Write these entries out again, replacing "rough mask" with "coarse mask" everywhere it occurs and leaving everything else unchanged.

Exercise material.
——————

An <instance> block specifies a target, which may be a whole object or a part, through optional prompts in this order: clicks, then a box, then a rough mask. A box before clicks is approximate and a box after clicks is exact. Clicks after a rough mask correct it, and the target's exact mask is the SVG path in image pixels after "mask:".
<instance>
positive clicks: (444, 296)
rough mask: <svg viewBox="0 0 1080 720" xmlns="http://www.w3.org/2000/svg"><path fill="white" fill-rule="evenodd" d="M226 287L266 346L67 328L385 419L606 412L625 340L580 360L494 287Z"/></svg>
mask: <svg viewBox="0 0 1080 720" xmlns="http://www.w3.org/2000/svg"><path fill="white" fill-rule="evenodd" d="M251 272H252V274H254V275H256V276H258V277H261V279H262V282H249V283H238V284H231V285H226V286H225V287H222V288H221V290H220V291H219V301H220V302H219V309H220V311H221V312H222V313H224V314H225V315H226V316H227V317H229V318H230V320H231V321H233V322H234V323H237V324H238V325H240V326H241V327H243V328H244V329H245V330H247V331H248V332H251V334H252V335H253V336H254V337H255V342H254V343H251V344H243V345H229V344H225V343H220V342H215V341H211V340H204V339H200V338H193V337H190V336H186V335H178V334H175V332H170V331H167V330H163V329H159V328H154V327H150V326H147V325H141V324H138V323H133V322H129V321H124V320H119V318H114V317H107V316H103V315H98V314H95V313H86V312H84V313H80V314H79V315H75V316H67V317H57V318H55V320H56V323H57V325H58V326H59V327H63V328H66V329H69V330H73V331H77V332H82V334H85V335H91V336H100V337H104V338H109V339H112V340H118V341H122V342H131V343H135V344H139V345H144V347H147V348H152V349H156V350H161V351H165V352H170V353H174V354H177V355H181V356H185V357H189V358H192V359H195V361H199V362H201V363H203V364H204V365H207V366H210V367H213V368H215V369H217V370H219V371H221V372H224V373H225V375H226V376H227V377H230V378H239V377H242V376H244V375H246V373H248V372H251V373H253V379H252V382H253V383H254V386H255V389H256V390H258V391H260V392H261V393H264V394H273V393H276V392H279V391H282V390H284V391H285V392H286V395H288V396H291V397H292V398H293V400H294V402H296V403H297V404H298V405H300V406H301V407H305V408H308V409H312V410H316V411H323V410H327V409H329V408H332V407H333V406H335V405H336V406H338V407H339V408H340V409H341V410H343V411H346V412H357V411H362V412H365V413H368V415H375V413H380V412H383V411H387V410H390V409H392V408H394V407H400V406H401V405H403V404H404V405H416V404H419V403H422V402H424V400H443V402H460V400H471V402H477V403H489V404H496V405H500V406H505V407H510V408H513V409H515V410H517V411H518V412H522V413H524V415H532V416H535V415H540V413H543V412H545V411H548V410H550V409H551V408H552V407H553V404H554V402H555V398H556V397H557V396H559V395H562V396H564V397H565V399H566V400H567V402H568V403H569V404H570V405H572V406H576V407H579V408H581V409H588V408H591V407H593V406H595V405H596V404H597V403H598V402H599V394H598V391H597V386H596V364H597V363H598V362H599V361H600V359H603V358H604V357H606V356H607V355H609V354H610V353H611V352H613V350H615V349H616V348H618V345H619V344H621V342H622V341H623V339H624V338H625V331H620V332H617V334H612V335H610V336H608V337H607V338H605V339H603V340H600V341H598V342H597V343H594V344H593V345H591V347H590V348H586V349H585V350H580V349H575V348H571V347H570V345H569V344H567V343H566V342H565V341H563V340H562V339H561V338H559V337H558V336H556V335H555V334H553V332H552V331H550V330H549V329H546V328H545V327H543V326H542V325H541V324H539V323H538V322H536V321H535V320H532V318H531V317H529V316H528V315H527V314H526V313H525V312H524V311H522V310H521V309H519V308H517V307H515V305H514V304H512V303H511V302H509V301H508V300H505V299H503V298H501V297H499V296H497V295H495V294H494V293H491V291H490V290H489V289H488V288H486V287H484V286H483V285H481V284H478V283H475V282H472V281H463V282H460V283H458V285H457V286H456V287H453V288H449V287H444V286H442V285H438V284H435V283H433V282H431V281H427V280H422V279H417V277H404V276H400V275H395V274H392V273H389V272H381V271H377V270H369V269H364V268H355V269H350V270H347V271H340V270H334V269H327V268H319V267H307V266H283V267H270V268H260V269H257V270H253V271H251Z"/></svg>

——————

Exercise answer.
An <instance> block specifies a target, which may be a whole object or a part, through optional prompts in this order: clicks, then a box, then a coarse mask. A box before clicks is approximate and a box after clicks is exact. Clicks after a coarse mask correct it, and the target's exact mask is the SVG path in image pixels after "mask:".
<instance>
positive clicks: (444, 296)
coarse mask: <svg viewBox="0 0 1080 720" xmlns="http://www.w3.org/2000/svg"><path fill="white" fill-rule="evenodd" d="M226 287L266 346L67 328L385 419L606 412L625 340L580 360L494 287Z"/></svg>
mask: <svg viewBox="0 0 1080 720" xmlns="http://www.w3.org/2000/svg"><path fill="white" fill-rule="evenodd" d="M251 272H252V274H254V275H256V276H258V277H261V279H262V282H249V283H238V284H231V285H226V286H225V287H222V288H221V290H220V291H219V301H220V302H219V309H220V311H221V312H222V313H224V314H225V315H226V316H227V317H229V318H230V320H231V321H233V322H234V323H237V324H238V325H240V326H241V327H243V328H244V329H245V330H247V331H248V332H251V334H252V335H253V336H254V337H255V342H254V343H251V344H243V345H229V344H225V343H220V342H215V341H211V340H204V339H200V338H193V337H190V336H186V335H178V334H175V332H170V331H167V330H163V329H159V328H154V327H150V326H147V325H141V324H138V323H133V322H129V321H124V320H119V318H114V317H107V316H103V315H98V314H95V313H86V312H84V313H80V314H79V315H75V316H67V317H57V318H55V320H56V323H57V325H58V326H59V327H63V328H66V329H69V330H73V331H77V332H82V334H85V335H91V336H100V337H104V338H109V339H112V340H118V341H122V342H131V343H135V344H139V345H144V347H147V348H152V349H156V350H161V351H165V352H170V353H174V354H177V355H181V356H185V357H189V358H192V359H195V361H199V362H201V363H203V364H204V365H207V366H210V367H213V368H215V369H217V370H219V371H221V372H224V373H225V375H226V376H227V377H230V378H239V377H242V376H244V375H246V373H248V372H251V373H253V379H252V382H253V383H254V386H255V389H256V390H258V391H260V392H261V393H264V394H273V393H276V392H279V391H282V390H284V391H285V392H286V395H288V396H291V397H292V398H293V400H294V402H296V403H297V404H298V405H300V406H301V407H305V408H308V409H312V410H316V411H323V410H327V409H329V408H332V407H333V406H335V405H336V406H338V407H339V408H340V409H341V410H343V411H346V412H357V411H362V412H365V413H368V415H375V413H380V412H383V411H387V410H390V409H392V408H394V407H400V406H401V405H403V404H404V405H416V404H419V403H422V402H424V400H443V402H460V400H471V402H477V403H489V404H496V405H500V406H505V407H510V408H513V409H515V410H517V411H518V412H522V413H524V415H532V416H535V415H540V413H543V412H545V411H548V410H550V409H551V408H552V407H553V404H554V402H555V398H556V397H557V396H559V395H562V396H564V397H565V399H566V400H567V402H568V403H569V404H570V405H572V406H576V407H579V408H581V409H588V408H591V407H593V406H595V405H596V404H597V403H598V402H599V394H598V391H597V386H596V364H597V363H598V362H599V361H600V359H603V358H604V357H606V356H607V355H609V354H610V353H611V352H613V350H615V349H616V348H618V345H619V344H621V342H622V341H623V339H624V338H625V331H620V332H617V334H612V335H610V336H608V337H607V338H605V339H603V340H600V341H598V342H597V343H594V344H593V345H591V347H590V348H586V349H585V350H580V349H575V348H571V347H570V345H569V344H567V343H566V342H565V341H563V340H562V339H561V338H559V337H558V336H556V335H555V334H553V332H552V331H550V330H549V329H546V328H545V327H543V326H542V325H541V324H539V323H538V322H536V321H535V320H532V318H531V317H529V316H528V315H527V314H526V313H525V312H524V311H522V310H521V309H519V308H517V307H515V305H514V304H512V303H511V302H509V301H508V300H505V299H503V298H501V297H499V296H497V295H495V294H494V293H491V291H490V290H489V289H488V288H486V287H484V286H483V285H481V284H478V283H475V282H472V281H463V282H460V283H458V285H457V286H456V287H453V288H449V287H444V286H442V285H438V284H435V283H433V282H431V281H427V280H422V279H417V277H404V276H400V275H395V274H392V273H389V272H381V271H377V270H369V269H364V268H355V269H350V270H347V271H340V270H334V269H327V268H319V267H307V266H283V267H270V268H260V269H257V270H253V271H251Z"/></svg>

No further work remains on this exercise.